## Your tasks
• A. Decide whether each statement agrees with the forum thread on manipulation below, answering yes or no and quoting the words of the thread that settle it. (i) The first poster says that the person being manipulated usually realizes the poster started it. (ii) SweetPickles considers INFPs mostly accepting unless someone is a complete jerk. (iii) Grad0507 reports that some people have claimed Victoria in the TV show Revenge is ENTJ.
• B. Continue the forum thread on manipulation below, starting after its final sentence.

** start Passage given **

I can only talk for myself here but I think the Fe -manipulation is pretty much a form of puppet mastery. 

I know people close to me better than they do sometimes, and I know exactly which buttons to push to make them think they want to do a thing x. Also it's kind of like playing chess in the sense that I try to think few steps forward. If I say this to this person they are going to say this to this other person who is going to do this to this person. Pretty often the person who I decided to manipulate doesn't even realize the initiator of the sudden occurence was me.

I think I made it sound horrible but it really isn't. I use "manipulation" pretty often in dumb situations, e.g. when I want to go out and party and my friends claim that they don't have enough money to come with me. After some peruasion they do find some money


----------



## SweetPickles (Mar 19, 2012)

Cellar Door said:


> Yeah, it's pretty clear too, I like ISFJs and ESFJs a lot, and real INFJs are okay as long as they aren't actively trying to manipulate you. INFPs universally hate me for obvious reasons, they probably hate you too.


Hahaha! I like INTPs a lot. I love the "they probably hate you too". :laughing: I think INFPs for the most part are pretty accepting unless someone is a complete jerk regardless of type.


----------



## Grad0507 (Dec 12, 2013)

Octavian said:


> Te/Fe manipulation is only really prevalent when Ni is in the dominant or auxiliary slot. Extraverted Judging types are without a doubt controlling to some degree. (Don't even let the FJs tell you otherwise.) But NJ control in particular, is more oriented towards making you "choose" to do what they want you to do, as opposed to the Draconian approach more frequently seen in the SJs.
> 
> Fe focuses on social dynamics.
> 
> ...


The problem I have with this is that INFJ uses Ni, Fe, and _Ti_, not Te.


----------



## Grad0507 (Dec 12, 2013)

WinterFox said:


> This is how my INTJ dad manipulates me:
> If you continue to fail your exams, I won't help you out with your school fees anymore!
> 
> This is how my ENTJ teacher manipulates me:
> ...


This is how my INTJ dad manipulates me:
If you drive to see your boyfriend, who I don't like, in the car I gave you, then I'll report the car as stolen to the police.

This is how my ISFJ manipulates my INTJ dad:
"I would like to eat _." After him telling her what the doctor said she shouldn't eat, "Well, I'll just eat crackers then. And that will be my dinner."


----------



## Grad0507 (Dec 12, 2013)

Btw, some people have claimed that Victoria in the TV show Revenge is INTJ.


----------



## katalystofawesome (Feb 18, 2014)

Cellar Door said:


> I like ISFJs and ESFJs a lot


Did I see that right? An IxTx who likes ESFJs? *faints* (the positive reinforcement is good for once on the internet)

I have nothing else to add, Fe manipulation is described pretty well already and I don't get Te manipulation either.

** end Passage given **
** start Dataset excerpts **

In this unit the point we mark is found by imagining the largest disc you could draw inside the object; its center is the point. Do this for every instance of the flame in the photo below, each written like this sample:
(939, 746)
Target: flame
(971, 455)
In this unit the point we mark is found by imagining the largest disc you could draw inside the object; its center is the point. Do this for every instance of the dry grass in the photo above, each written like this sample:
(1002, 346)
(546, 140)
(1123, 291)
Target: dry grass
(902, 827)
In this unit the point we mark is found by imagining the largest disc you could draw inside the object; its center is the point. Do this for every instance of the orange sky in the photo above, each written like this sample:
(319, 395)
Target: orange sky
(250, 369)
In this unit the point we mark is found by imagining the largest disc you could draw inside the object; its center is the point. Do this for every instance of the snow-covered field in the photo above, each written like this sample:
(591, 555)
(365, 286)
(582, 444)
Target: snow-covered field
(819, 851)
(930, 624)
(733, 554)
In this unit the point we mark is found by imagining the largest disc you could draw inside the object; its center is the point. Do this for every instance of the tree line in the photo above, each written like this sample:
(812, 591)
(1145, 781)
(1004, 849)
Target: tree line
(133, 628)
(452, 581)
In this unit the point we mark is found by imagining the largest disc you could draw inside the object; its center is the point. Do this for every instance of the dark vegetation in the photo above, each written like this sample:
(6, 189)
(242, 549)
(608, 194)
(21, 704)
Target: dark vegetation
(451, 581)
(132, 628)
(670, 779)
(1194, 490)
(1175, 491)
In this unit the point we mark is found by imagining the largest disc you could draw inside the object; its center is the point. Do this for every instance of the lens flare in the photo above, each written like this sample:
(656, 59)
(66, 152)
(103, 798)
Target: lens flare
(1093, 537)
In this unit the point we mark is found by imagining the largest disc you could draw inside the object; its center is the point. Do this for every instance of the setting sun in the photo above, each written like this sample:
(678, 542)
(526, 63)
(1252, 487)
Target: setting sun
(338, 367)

** end Dataset excerpts **

## Outputs
• A.
(i) No: "Pretty often the person who I decided to manipulate doesn't even realize the initiator of the sudden occurence was me."
(ii) Yes: "I think INFPs for the most part are pretty accepting unless someone is a complete jerk regardless of type."
(iii) No: "Btw, some people have claimed that Victoria in the TV show Revenge is INTJ."

• B.
----------



## Raawx (Oct 9, 2013)

katalystofawesome said:


> Did I see that right? An IxTx who likes ESFJs? *faints* (the positive reinforcement is good for once on the internet)
> 
> I have nothing else to add, Fe manipulation is described pretty well already and I don't get Te manipulation either.


INTPs, ESFJs, ISFJs, and ENTPs, are all in the same quadra, meaning they share the same functions. I'd be surprised if they didn't get along.


----------



## Cellar Door (Jun 3, 2012)

katalystofawesome said:


> Did I see that right? An IxTx who likes ESFJs? *faints* (the positive reinforcement is good for once on the internet)
> 
> I have nothing else to add, Fe manipulation is described pretty well already and I don't get Te manipulation either.


According to socionics, ESFJs and INTPs are duals, so they better like each other. If someone on the internet says they're an INTP or ENTP and says they don't like any ISFJs or ESFJs then they're probably mistyped, mistyping other people, or both. 

NTJs on the other hand, it makes sense why you don't see eye to eye, you have a totally different world view and you're opposite dichotomy focused as well. I have mixed results with NTJs, we don't always agree on everything, but there's usually mutual respect. I'm friends with one ESFP who I've known for a long time, but usually I don't connect automatically with SFPs. Some I've met don't like me at all, but given time and common interests it can work out. ISFPs...I don't know if I know any.


----------



## ladypancake (Apr 20, 2014)

ENFJ mother:
I have failed as a mother, everything I do is bad, I don't know where I went wrong, etc. etc.

_Come on._


----------



## S8on (Nov 23, 2013)

Fe manipulates for what they believe is best for the group. (harmony)

Te manipulates for what they believe is best for an objective. (success)

In both cases, what is "best" is determined by Si/Ni


----------



## katalystofawesome (Feb 18, 2014)

Raawx said:


> INTPs, ESFJs, ISFJs, and ENTPs, are all in the same quadra, meaning they share the same functions. I'd be surprised if they didn't get along.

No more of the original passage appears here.